Rewrite every line of the records below, putting "image" wherever "photograph" occurs. Keep everything else unchanged.

[Records]

start

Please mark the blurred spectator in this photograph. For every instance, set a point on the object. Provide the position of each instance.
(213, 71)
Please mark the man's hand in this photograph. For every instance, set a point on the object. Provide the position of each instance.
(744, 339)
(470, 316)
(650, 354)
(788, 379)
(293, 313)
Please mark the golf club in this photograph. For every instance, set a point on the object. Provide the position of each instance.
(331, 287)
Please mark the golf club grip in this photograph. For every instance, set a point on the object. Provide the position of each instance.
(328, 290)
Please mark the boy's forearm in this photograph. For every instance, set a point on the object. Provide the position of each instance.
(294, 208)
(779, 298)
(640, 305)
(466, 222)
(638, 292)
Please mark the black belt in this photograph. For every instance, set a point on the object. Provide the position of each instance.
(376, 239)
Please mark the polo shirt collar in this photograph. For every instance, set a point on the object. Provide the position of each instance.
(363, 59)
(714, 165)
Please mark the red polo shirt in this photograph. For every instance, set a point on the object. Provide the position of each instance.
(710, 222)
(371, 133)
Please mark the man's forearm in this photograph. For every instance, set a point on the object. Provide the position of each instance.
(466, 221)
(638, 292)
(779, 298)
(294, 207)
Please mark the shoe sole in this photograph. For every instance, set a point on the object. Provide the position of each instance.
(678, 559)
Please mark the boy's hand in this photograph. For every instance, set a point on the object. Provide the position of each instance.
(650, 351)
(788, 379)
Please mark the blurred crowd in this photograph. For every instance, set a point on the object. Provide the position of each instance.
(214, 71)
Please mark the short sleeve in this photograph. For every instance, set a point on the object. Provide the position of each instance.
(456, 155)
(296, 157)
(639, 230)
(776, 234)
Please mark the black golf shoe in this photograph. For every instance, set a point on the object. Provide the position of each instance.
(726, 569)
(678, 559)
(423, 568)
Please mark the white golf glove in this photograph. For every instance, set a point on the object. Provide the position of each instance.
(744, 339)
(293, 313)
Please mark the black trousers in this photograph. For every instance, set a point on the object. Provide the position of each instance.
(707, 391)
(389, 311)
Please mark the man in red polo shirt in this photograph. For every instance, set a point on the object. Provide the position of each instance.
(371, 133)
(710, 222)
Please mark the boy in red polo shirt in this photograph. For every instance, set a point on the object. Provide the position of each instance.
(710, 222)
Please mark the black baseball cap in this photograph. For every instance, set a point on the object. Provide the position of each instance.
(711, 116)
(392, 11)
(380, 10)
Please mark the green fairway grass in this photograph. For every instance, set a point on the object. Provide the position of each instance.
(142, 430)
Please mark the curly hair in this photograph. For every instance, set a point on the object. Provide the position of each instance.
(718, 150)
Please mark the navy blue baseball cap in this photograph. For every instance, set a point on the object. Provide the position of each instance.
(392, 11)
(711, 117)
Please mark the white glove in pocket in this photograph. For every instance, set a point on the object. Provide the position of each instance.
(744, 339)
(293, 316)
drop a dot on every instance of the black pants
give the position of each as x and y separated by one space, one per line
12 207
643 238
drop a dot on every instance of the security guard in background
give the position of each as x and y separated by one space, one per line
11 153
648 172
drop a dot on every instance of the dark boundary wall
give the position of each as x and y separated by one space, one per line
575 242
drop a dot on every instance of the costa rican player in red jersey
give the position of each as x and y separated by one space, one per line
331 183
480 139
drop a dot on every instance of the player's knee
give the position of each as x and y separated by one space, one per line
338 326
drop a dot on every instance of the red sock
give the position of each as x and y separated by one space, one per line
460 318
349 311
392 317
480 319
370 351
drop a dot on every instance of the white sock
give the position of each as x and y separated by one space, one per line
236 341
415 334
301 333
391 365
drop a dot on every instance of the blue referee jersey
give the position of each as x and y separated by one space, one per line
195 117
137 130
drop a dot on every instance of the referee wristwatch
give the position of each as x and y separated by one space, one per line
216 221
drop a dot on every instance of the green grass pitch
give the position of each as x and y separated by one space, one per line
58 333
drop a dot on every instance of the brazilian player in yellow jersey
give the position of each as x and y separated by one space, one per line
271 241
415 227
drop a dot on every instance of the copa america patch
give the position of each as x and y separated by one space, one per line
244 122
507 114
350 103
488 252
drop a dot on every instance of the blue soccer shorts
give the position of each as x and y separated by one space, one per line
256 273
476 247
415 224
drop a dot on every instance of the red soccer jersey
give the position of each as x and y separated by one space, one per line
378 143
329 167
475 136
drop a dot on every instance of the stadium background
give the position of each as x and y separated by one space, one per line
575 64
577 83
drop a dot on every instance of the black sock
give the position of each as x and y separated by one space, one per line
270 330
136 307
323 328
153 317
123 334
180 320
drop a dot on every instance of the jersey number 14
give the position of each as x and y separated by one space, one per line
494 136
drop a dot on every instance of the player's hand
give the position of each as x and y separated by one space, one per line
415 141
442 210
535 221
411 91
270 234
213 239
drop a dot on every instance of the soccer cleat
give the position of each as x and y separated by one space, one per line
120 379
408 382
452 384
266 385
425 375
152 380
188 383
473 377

end

REPLY:
Please mark the blurred spectator in this image. For every instance, set a point on the object. Provide the position of each instance.
(213, 71)
Please mark the man's hand in this image. For every instance, set a point on the object. Provide the position of each instance.
(744, 339)
(470, 316)
(650, 354)
(788, 379)
(293, 313)
Please mark the golf club in this image. For every instance, set a point on the object. Provide the position of each instance.
(331, 287)
Please mark the golf club grip in this image. For every instance, set a point on the object. Provide the position of each instance.
(328, 290)
Please mark the boy's forearm in this image. For every instance, set a point on the object. Provide the position of each instance.
(294, 208)
(779, 298)
(640, 305)
(466, 222)
(638, 292)
Please mark the black belt in this image. For every instance, set a point on the object. Provide the position of each instance.
(376, 239)
Please mark the polo shirt collar in this image. For every instance, set a point on the object. Provide the position of each instance.
(363, 59)
(714, 165)
Please mark the red polo shirt in this image. For every instance, set a point on the object. Provide the position of each instance.
(710, 222)
(371, 133)
Please mark the man's forearm in this image. For every instance, set a point on the object. Provide the position of each instance.
(466, 221)
(638, 292)
(779, 298)
(294, 207)
Please mark the shoe sole in this image. For every instance, set a point on the object. Provide the position of each instance.
(678, 559)
Please mark the boy's hand in this image. For every instance, set a point on the object. Provide the position of each instance.
(650, 351)
(788, 379)
Please mark the blurred crowd in this image. For every instance, set a point on the object. Provide the position of each instance.
(214, 71)
Please mark the short sleeve in this image. For every instance, set a point on the object. Provide the position of each instance.
(456, 155)
(296, 157)
(639, 230)
(776, 234)
Please mark the black golf shoe in this image. For every instance, set a point on the object. Provide the position of each instance.
(726, 569)
(678, 559)
(423, 568)
Please mark the white golf glove in this image. For every instance, set a point on the object. Provide the position of each instance.
(744, 339)
(293, 313)
Please mark the black trousers in this image. For every instance, set a point on the object. Provide the position of each instance.
(707, 391)
(389, 311)
Please mark the man in red polo shirt in this image. For every instance, set a point on the object. Provide the position of each instance.
(371, 133)
(710, 222)
Please mark the boy in red polo shirt in this image. For every instance, set a point on the object. Provide the position of each instance.
(710, 222)
Please mark the black baseball cap in this image. For every instance, set a point on the object. Provide the position of each instance.
(711, 116)
(392, 11)
(380, 10)
Please mark the green fairway grass in this image. For every instance, set a point on the object. Provide the position of each instance.
(142, 430)
Please mark the curly hair in this image. For every instance, set a point on the object. Provide the position of each instance.
(718, 150)
Please mark the navy blue baseball cap in this image. For every instance, set a point on the object. Provide the position of each instance.
(392, 11)
(711, 117)
Please mark the white glove in pocket in this image. For every instance, set a point on the object. Provide the position of each instance.
(744, 339)
(293, 316)
drop a dot on every instance of the black pants
give the position of each as x and y separated by one space, one per line
12 207
643 238
drop a dot on every instance of the security guard in background
give the position of each as x and y separated by one space, one per line
11 153
648 172
drop a dot on every instance of the dark boundary wall
give the position of each as x and y separated by one space, one per line
575 242
drop a dot on every instance of the costa rican player in red jersey
give the position of each as x and y separated by one space, one per line
331 183
480 139
drop a dot on every instance of the player's knee
give the position of each as x and y separated by one space, one per line
338 326
drop a dot on every instance of the red sock
give the position of each as x and y separated by one space, one per line
460 318
349 311
392 317
480 319
370 351
drop a dot on every instance of the white sock
give the position of each as x and y separated by one space, one per line
236 341
415 334
301 333
391 365
drop a dot on every instance of the blue referee jersey
give the position of each as x and y separated by one space, one per line
195 117
137 130
drop a dot on every instance of the referee wristwatch
give the position of each as x and y separated by one space, one per line
216 221
drop a dot on every instance of the green grass pitch
give the position of each as x and y separated by one space, one per line
58 333
drop a dot on every instance of the brazilian player in yellow jersey
give the position of each as x and y separated by one space, one per line
271 241
415 227
drop a dot on every instance of the copa america patch
give the position of each as x and y separated by one space, one per line
244 122
507 114
350 103
488 252
drop a dot on every instance of the blue soccer shorts
give the position of each as x and y separated by one space, one per line
256 273
476 247
415 224
drop a dot on every instance of the red soccer jersey
give the position of each as x and y separated by one space, one per line
378 143
329 167
475 136
drop a dot on every instance of the stadium background
give the position of each as x and y separated by one space, one per line
575 64
577 83
drop a dot on every instance of the black sock
give the position of each as x and y separated by one space, one per line
270 330
136 307
323 328
153 317
123 334
180 320
drop a dot on every instance of the jersey number 14
give the position of each as x and y separated by one space, one per line
494 136
drop a dot on every instance of the player's hand
give the position of each as x and y separated by one space, one per line
415 141
442 210
535 221
411 91
270 234
213 239
drop a dot on every instance of the soccer cleat
give the position of each as x and y separated by one space, one per line
120 379
408 382
452 384
266 385
425 375
152 380
188 383
473 377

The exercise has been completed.